(SUPPLIED RECORDS Opens)

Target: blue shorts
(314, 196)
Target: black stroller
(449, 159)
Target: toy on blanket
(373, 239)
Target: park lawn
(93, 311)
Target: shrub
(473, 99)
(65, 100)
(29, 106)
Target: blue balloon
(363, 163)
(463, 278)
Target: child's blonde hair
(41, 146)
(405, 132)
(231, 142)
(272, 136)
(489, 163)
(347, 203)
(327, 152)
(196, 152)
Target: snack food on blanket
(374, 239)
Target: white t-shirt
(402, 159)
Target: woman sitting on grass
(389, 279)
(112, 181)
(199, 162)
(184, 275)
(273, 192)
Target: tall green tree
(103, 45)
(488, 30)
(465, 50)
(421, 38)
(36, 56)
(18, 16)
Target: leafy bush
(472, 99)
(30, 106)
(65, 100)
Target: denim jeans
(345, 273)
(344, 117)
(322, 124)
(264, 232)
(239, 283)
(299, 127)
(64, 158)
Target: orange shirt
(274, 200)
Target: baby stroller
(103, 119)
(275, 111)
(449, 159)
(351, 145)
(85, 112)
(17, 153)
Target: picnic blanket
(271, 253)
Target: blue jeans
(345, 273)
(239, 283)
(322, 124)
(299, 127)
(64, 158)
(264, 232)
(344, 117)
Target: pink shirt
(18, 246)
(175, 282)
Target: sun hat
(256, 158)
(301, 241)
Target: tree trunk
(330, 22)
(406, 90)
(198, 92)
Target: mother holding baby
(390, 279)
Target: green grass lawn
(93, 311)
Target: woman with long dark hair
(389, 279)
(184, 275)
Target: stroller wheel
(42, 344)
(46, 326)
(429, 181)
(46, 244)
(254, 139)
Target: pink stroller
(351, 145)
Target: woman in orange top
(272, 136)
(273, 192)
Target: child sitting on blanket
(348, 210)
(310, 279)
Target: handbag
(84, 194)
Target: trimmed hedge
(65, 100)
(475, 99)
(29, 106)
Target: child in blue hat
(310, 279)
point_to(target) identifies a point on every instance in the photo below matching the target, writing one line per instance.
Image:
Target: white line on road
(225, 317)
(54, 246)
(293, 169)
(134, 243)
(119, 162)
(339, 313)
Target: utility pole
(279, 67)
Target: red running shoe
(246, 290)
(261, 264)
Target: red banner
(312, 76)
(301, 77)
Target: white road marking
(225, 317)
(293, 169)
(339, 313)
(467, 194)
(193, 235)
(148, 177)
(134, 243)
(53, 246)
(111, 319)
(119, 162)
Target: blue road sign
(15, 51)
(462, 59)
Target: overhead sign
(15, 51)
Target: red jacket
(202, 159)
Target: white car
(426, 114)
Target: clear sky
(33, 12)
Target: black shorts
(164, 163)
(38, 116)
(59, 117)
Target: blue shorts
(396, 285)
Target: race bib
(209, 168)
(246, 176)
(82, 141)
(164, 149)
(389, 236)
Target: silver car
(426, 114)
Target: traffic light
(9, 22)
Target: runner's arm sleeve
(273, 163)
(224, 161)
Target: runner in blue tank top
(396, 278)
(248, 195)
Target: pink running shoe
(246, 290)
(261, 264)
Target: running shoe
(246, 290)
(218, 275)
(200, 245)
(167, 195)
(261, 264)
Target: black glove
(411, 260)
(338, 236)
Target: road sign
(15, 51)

(SUPPLIED RECORDS Closes)

# WHAT THE TASK ASKS:
Copy every record exactly as presented.

# TASK SOLUTION:
Target: blue shorts
(314, 196)
Target: black stroller
(449, 159)
Target: toy on blanket
(373, 239)
Target: park lawn
(93, 311)
Target: shrub
(473, 99)
(65, 100)
(29, 106)
Target: blue balloon
(363, 163)
(463, 278)
Target: child's blonde hair
(41, 146)
(405, 132)
(231, 142)
(272, 136)
(489, 163)
(347, 203)
(327, 152)
(196, 152)
Target: snack food on blanket
(374, 239)
Target: white t-shirt
(402, 159)
Target: woman sitting on grass
(389, 279)
(112, 181)
(199, 162)
(184, 275)
(273, 192)
Target: tall green tree
(103, 45)
(488, 30)
(465, 50)
(421, 38)
(36, 56)
(18, 16)
Target: leafy bush
(472, 99)
(30, 106)
(65, 100)
Target: denim jeans
(345, 273)
(344, 117)
(322, 124)
(264, 232)
(239, 283)
(299, 127)
(64, 158)
Target: orange shirt
(274, 200)
Target: baby stroller
(103, 119)
(275, 111)
(449, 159)
(351, 145)
(85, 112)
(17, 153)
Target: picnic blanket
(271, 253)
Target: blue jeans
(345, 273)
(239, 283)
(322, 124)
(299, 127)
(64, 158)
(264, 232)
(344, 117)
Target: pink shirt
(18, 246)
(175, 282)
Target: sun hat
(256, 158)
(301, 241)
Target: tree trunk
(330, 22)
(406, 90)
(198, 92)
Target: mother holding baby
(390, 279)
Target: green grass lawn
(93, 311)
Target: woman with long dark hair
(389, 279)
(184, 275)
Target: stroller wheel
(42, 344)
(46, 326)
(429, 181)
(46, 244)
(254, 139)
Target: pink stroller
(351, 145)
Target: woman in orange top
(272, 136)
(273, 192)
Target: child sitting on blanket
(348, 210)
(310, 279)
Target: handbag
(84, 194)
Target: trimmed hedge
(65, 100)
(475, 99)
(29, 106)
Target: child in blue hat
(310, 279)
point_to(target) identifies a point on every instance in the photo below matching the target, writing one line per instance.
Image:
Target: white line on road
(225, 317)
(54, 246)
(293, 169)
(134, 243)
(119, 162)
(339, 313)
Target: utility pole
(279, 67)
Target: red running shoe
(246, 290)
(261, 264)
Target: red banner
(312, 76)
(301, 77)
Target: white road marking
(225, 317)
(293, 169)
(339, 313)
(467, 194)
(193, 235)
(148, 177)
(134, 243)
(53, 246)
(111, 319)
(119, 162)
Target: blue road sign
(15, 51)
(462, 59)
Target: overhead sign
(15, 51)
Target: red jacket
(202, 159)
Target: white car
(426, 114)
Target: clear sky
(33, 12)
Target: black shorts
(164, 163)
(38, 116)
(59, 117)
Target: blue shorts
(396, 285)
Target: race bib
(209, 168)
(246, 176)
(82, 141)
(164, 149)
(389, 236)
Target: silver car
(426, 114)
Target: traffic light
(9, 22)
Target: runner's arm sleeve
(273, 163)
(224, 161)
Target: runner in blue tank top
(396, 278)
(248, 195)
Target: pink running shoe
(246, 290)
(261, 264)
Target: running shoe
(246, 290)
(218, 275)
(200, 245)
(167, 195)
(261, 264)
Target: black glove
(411, 260)
(338, 236)
Target: road sign
(15, 51)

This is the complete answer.